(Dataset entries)
▽
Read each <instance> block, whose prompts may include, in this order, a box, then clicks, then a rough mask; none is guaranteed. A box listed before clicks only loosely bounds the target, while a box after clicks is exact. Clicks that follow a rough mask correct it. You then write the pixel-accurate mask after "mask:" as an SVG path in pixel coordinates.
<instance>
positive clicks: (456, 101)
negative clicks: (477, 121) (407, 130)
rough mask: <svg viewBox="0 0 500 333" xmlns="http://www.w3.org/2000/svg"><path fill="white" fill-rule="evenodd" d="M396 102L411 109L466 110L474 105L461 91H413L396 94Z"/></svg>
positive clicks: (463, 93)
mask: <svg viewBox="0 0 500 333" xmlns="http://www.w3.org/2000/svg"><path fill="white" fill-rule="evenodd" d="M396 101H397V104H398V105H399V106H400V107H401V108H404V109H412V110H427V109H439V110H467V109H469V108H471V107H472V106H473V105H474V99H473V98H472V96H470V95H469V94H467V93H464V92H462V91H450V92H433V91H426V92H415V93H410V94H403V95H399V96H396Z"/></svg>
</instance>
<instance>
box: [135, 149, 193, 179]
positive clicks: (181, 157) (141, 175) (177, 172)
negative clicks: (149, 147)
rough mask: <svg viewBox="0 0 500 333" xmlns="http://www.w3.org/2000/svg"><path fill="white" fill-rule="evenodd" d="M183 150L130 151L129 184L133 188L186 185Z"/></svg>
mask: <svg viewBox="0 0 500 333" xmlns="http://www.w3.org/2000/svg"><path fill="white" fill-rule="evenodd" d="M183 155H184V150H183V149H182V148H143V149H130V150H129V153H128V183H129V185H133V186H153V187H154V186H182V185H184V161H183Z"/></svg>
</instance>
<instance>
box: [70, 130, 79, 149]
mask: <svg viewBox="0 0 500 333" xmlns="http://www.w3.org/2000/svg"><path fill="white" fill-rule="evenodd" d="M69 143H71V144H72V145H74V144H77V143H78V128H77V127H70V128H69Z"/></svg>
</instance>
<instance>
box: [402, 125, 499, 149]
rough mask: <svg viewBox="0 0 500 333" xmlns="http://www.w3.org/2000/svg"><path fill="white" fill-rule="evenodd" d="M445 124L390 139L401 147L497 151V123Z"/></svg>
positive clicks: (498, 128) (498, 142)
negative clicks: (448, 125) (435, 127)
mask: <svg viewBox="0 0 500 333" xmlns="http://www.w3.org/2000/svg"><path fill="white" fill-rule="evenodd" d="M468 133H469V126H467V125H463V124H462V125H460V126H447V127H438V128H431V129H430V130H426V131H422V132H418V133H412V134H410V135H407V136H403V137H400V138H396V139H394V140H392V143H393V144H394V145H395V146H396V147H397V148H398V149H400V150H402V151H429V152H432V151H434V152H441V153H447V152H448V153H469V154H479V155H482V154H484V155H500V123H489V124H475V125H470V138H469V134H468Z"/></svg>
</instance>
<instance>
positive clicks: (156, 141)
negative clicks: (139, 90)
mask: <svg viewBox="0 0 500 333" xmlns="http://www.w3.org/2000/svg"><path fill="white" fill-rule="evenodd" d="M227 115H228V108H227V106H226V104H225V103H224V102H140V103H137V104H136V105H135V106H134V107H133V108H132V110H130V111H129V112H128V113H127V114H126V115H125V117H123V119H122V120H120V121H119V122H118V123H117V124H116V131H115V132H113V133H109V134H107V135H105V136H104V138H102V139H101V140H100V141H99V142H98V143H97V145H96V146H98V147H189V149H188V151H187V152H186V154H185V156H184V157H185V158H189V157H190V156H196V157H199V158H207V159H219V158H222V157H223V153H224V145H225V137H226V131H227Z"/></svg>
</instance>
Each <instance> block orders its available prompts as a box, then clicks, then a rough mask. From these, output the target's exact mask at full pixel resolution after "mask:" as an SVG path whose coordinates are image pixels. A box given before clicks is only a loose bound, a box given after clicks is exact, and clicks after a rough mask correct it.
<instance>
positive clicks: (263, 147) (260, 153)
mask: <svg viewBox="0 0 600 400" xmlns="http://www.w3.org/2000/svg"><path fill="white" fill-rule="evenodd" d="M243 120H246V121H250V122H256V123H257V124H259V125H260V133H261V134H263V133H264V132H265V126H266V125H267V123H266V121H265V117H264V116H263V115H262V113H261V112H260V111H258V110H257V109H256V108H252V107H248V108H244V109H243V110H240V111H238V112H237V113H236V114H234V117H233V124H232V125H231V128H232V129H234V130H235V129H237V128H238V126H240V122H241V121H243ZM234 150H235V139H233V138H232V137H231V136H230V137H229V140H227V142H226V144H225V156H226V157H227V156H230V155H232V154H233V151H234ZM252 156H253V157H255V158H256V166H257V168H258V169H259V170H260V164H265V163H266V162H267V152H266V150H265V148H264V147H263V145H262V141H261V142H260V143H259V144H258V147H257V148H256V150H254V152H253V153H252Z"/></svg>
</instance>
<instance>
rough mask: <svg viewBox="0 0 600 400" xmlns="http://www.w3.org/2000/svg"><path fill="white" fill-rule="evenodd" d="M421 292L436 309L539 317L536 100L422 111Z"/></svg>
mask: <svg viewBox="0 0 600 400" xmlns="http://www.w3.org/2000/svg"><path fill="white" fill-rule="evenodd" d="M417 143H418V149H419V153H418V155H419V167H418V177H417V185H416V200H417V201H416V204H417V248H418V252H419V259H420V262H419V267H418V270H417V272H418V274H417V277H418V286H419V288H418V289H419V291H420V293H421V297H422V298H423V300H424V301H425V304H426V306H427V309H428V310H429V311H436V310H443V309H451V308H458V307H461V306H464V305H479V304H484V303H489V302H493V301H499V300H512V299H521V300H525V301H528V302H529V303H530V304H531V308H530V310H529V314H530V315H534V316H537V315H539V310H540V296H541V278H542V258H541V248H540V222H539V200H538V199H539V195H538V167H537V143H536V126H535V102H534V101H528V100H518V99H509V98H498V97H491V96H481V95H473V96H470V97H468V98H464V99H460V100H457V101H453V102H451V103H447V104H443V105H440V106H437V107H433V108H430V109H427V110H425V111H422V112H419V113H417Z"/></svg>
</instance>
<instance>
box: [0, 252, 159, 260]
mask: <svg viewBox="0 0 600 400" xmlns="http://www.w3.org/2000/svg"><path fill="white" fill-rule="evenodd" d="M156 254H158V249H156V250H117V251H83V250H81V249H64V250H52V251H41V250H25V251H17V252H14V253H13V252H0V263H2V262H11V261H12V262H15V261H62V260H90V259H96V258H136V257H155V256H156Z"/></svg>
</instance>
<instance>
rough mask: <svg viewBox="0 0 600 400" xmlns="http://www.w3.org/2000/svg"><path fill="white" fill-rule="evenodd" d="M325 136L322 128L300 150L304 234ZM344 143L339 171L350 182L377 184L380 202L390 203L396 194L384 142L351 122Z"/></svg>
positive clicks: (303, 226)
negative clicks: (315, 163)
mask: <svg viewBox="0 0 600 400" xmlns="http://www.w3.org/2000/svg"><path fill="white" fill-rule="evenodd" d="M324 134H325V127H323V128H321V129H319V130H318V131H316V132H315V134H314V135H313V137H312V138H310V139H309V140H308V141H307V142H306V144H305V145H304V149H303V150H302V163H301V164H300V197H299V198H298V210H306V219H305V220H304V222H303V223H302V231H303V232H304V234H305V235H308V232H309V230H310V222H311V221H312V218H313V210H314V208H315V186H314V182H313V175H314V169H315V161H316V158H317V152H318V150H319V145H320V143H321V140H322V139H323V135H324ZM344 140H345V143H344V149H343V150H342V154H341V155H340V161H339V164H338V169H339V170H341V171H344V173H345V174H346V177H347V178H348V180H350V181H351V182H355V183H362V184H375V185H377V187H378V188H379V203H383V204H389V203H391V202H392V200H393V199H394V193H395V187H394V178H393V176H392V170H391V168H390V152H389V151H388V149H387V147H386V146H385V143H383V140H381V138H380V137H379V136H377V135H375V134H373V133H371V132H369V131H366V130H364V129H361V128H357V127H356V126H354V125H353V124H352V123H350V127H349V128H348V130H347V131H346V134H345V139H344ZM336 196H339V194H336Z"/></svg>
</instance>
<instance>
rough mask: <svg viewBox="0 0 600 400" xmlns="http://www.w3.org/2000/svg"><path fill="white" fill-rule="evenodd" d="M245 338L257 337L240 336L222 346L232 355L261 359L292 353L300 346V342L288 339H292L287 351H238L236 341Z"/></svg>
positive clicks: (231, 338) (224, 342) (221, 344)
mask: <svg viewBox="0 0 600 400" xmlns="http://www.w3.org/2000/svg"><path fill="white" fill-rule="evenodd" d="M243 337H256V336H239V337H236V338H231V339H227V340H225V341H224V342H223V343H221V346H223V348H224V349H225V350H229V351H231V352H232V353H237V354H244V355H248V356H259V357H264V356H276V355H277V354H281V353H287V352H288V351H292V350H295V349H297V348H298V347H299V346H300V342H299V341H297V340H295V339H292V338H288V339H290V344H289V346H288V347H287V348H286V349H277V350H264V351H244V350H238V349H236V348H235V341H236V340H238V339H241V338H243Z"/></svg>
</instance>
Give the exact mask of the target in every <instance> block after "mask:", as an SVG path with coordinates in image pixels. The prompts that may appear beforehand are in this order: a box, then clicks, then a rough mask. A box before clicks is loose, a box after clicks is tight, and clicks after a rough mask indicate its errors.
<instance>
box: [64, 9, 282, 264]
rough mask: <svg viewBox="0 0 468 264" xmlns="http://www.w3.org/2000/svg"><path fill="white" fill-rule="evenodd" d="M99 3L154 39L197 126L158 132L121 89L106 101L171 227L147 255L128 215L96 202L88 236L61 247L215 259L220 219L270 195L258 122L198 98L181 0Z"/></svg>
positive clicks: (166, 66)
△
### Work instructions
Show the lines above with "image".

### Answer section
Each <instance> block orders its available prompts as a box, then clicks, then a rough mask. From these, output the target's exact mask at full pixel resolution after "mask:" as an SVG path whose coordinates are image pixels. A box given before clicks is only a loose bound, a box given after clicks is exact, and clicks after a rough mask correct it.
Give the exact mask of the target in every <instance> block after "mask:", as an SVG path with coordinates in image pixels. The prompts that may appear beforehand are in this order: a box, then clicks, then a rough mask. A box before clicks is loose, a box after clicks is tight, and clicks after a rough mask indicate its errors.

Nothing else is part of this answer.